◆ Set task
Please transcribe the listing below line for line, changing nothing.

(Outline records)
++++

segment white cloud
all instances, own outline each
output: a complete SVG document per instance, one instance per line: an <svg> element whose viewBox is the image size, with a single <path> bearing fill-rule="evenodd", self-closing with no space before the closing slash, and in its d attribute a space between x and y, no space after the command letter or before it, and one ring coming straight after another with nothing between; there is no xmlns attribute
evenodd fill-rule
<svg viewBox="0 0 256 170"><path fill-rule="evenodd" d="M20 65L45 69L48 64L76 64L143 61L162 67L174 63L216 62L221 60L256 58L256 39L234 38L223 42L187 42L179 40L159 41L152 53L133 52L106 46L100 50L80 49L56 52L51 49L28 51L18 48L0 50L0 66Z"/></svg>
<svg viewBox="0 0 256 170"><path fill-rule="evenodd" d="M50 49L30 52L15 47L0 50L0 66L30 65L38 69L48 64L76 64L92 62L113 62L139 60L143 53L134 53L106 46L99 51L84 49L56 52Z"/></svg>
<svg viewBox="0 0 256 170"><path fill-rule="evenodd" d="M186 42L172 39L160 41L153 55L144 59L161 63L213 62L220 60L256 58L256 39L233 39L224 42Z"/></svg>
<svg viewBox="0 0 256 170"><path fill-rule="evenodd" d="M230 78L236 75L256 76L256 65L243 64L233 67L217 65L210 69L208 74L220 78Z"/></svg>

++++

◆ Written response
segment white cloud
all instances, own outline each
output: a complete SVG document per instance, one instance per line: an <svg> element whose viewBox is the image size, with a single <path> bearing fill-rule="evenodd", self-closing with no space before the closing slash, and in its d attribute a space between x and y, no space after the command letter or before it, and one ring coming straight after another with nothing between; there is no xmlns attribute
evenodd fill-rule
<svg viewBox="0 0 256 170"><path fill-rule="evenodd" d="M20 65L45 69L48 64L76 64L143 61L162 67L174 63L216 62L221 60L256 58L256 39L234 38L223 42L187 42L179 40L159 41L152 53L133 52L106 46L100 50L80 49L56 52L51 49L28 51L18 48L0 50L0 66Z"/></svg>
<svg viewBox="0 0 256 170"><path fill-rule="evenodd" d="M50 49L30 52L15 47L0 50L0 66L30 65L38 69L48 64L76 64L92 62L113 62L139 60L143 53L134 53L106 46L99 51L84 49L56 52Z"/></svg>
<svg viewBox="0 0 256 170"><path fill-rule="evenodd" d="M186 42L172 39L160 41L153 55L144 59L161 63L213 62L220 60L256 58L256 39L233 39L224 42Z"/></svg>
<svg viewBox="0 0 256 170"><path fill-rule="evenodd" d="M230 78L236 75L256 76L256 65L243 64L233 67L217 65L210 69L208 74L220 78Z"/></svg>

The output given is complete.